## What the exercise asks
Print out the full material below, exact in every line, with no images included.

## Source data
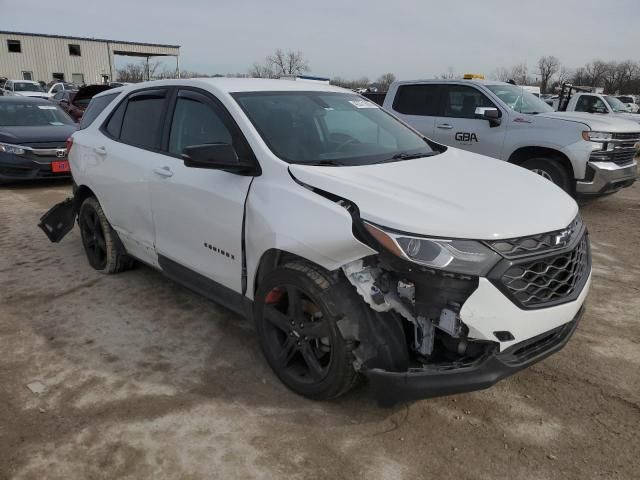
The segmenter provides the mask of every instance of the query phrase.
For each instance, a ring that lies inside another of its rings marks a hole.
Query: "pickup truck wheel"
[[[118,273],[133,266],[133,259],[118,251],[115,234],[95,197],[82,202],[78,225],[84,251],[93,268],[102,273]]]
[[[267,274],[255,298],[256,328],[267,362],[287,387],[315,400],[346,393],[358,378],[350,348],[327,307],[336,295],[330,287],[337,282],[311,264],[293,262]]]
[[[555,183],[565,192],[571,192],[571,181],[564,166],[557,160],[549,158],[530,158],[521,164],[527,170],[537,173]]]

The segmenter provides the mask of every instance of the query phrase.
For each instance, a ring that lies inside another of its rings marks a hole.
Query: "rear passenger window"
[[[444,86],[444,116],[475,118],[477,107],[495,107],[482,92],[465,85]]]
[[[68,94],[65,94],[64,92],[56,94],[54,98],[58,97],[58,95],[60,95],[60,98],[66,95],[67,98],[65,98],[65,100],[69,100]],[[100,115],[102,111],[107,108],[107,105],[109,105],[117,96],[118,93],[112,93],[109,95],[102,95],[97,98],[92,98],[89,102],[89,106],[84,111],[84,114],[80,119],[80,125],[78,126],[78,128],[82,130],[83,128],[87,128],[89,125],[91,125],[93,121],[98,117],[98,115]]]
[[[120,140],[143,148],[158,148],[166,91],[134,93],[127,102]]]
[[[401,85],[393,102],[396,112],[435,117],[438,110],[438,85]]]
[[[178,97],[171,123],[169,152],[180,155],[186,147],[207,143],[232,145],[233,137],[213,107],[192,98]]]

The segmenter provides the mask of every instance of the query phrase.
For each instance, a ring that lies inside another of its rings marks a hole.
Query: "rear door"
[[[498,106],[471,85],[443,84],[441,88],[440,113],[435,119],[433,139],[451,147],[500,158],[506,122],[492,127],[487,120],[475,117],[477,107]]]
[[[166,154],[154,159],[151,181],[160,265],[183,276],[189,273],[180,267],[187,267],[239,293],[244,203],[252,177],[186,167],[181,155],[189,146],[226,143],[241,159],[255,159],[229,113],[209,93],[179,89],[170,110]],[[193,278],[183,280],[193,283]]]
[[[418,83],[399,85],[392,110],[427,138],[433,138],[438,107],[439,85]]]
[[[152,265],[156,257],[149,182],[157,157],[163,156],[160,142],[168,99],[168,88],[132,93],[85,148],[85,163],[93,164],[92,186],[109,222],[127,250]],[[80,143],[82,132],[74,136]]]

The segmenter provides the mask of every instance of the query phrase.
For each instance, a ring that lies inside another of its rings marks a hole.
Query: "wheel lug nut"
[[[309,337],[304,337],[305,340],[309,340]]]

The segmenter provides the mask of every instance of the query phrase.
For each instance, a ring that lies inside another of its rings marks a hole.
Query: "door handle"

## Solved problem
The segmenter provides the mask of every instance of the query phrase.
For each instance, a ring that lies inside another of its rings marks a hole.
Query: "pickup truck wheel"
[[[118,273],[133,266],[133,259],[118,251],[115,234],[95,197],[82,202],[78,225],[84,251],[93,268],[102,273]]]
[[[267,274],[255,298],[256,328],[267,362],[287,387],[315,400],[346,393],[358,378],[350,348],[327,307],[336,295],[330,287],[337,282],[311,264],[293,262]]]
[[[555,183],[565,192],[571,192],[571,181],[564,166],[557,160],[549,158],[530,158],[521,164],[527,170],[537,173]]]

The segmenter provides the mask of every instance of the query phrase.
For each instance, a ring that lies inside another of its rings marks a hole.
Query: "rear passenger window"
[[[444,86],[444,116],[475,118],[477,107],[495,107],[482,92],[465,85]]]
[[[68,94],[65,94],[64,92],[56,94],[54,98],[58,97],[58,95],[60,95],[60,98],[66,95],[67,98],[65,98],[65,100],[69,100]],[[100,115],[102,111],[107,108],[107,105],[109,105],[117,96],[118,93],[112,93],[109,95],[102,95],[97,98],[92,98],[89,102],[89,106],[84,111],[84,114],[80,119],[80,125],[78,126],[78,128],[82,130],[83,128],[87,128],[89,125],[91,125],[93,121],[98,117],[98,115]]]
[[[120,140],[143,148],[158,148],[166,91],[134,93],[127,102]]]
[[[401,85],[393,102],[396,112],[435,117],[438,110],[438,85]]]
[[[178,97],[171,123],[169,152],[180,155],[186,147],[207,143],[232,145],[233,137],[213,107],[192,98]]]

The segmenter provides the mask of every instance of the query phrase.
For each instance, a ring that lies inside another of its rings marks a hole.
Query: "rear door"
[[[498,106],[471,85],[443,84],[441,88],[440,113],[435,119],[433,139],[451,147],[500,158],[506,122],[492,127],[487,120],[475,117],[477,107]]]
[[[166,154],[154,159],[151,181],[160,265],[183,276],[189,273],[180,267],[187,267],[239,293],[244,203],[252,177],[186,167],[181,155],[189,146],[226,143],[241,159],[255,159],[229,113],[209,93],[179,89],[170,110]],[[193,278],[183,280],[193,283]]]
[[[418,83],[399,85],[392,110],[427,138],[433,138],[438,107],[439,85]]]
[[[152,265],[156,257],[149,182],[157,157],[163,156],[160,142],[168,99],[168,88],[132,93],[85,148],[85,163],[93,164],[92,186],[109,222],[127,250]],[[80,143],[82,132],[74,136]]]

The segmenter provides the mask of every instance of the query phrase.
For each instance, a ring that lies inside another of its rings marks a hole.
Query: "wheel lug nut"
[[[309,337],[304,337],[305,340],[309,340]]]

The segmenter provides the mask of every instance of the query phrase.
For each instance, a ring that lies inside another of its rings marks a hole.
Query: "door handle"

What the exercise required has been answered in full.